- **Supplied material**

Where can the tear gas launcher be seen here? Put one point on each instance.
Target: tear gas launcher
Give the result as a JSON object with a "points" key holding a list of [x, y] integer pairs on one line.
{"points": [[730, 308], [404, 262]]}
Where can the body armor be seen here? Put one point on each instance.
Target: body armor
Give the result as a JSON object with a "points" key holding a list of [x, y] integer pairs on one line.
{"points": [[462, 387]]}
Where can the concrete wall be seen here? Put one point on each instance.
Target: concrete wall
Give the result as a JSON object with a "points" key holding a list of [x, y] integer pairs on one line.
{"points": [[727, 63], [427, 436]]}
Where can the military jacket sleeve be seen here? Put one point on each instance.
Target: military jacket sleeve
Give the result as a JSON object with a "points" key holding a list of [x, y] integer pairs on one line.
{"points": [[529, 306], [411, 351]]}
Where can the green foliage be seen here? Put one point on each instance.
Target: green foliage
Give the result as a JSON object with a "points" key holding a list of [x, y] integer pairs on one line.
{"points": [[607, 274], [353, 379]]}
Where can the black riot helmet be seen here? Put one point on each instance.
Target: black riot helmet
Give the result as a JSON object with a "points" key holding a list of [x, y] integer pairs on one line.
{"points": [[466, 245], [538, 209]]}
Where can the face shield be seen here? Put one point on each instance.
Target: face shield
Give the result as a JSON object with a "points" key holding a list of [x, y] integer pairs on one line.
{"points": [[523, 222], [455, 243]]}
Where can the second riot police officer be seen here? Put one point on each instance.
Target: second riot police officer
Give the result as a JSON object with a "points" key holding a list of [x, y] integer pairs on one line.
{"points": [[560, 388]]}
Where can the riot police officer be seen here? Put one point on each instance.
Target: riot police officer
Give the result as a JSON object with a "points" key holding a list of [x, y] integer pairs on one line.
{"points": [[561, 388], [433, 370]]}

- **Directions**
All of the material above needs to be retyped word for word.

- **Solution below**
Where can the tear gas launcher be seen here? Put one point on each instance.
Target: tear gas launcher
Give the result as a JSON object with a "points" key holding a list of [x, y] integer pairs on one line.
{"points": [[730, 308], [404, 262]]}
Where can the body armor be seen here? Put one point on each instance.
Target: body armor
Give the result as a JSON object with a "points" key holding a list of [x, y] integer pairs on one line.
{"points": [[462, 387]]}
Where can the concrete wall be seen here? Put one point on each instance.
Target: concrete wall
Give the result as a JSON object with a "points" key holding a list of [x, y] integer pairs on one line.
{"points": [[727, 63], [427, 436]]}
Where can the military jacket sleeve be seen here? Put one point on each instance.
Target: military jacket sleeve
Give the result as a JSON object with a "points" key holding a list of [x, y] integer pairs on one line.
{"points": [[529, 306], [411, 351]]}
Where can the green foliage be seen here? Put one point on each instance.
Target: green foliage
Give the result as a JSON object with a "points" key holding a list of [x, y] integer pairs on one line.
{"points": [[607, 274], [353, 379]]}
Where can the black riot helmet be seen here? Put one point on each instance.
Target: black riot helmet
Give the result as a JSON object with a "points" key holding a list of [x, y] integer pairs on one line.
{"points": [[466, 245], [538, 209]]}
Where can the face shield be seen here? Put one point on each instance.
Target: face shield
Give the result as a JSON object with a "points" key holding a list of [x, y] integer pairs on one line.
{"points": [[523, 222], [455, 243]]}
Where can the second riot police officer be seen here? Put one point on each instance.
Target: second riot police officer
Give the result as a JSON object with a "points" key holding a list of [x, y] integer pairs on one line.
{"points": [[560, 388]]}
Where can the riot police officer be seen here? Put one point on each instance.
Target: riot police officer
Give the result as a JSON object with a "points" key holding a list of [x, y] integer pairs on one line.
{"points": [[561, 388], [433, 370]]}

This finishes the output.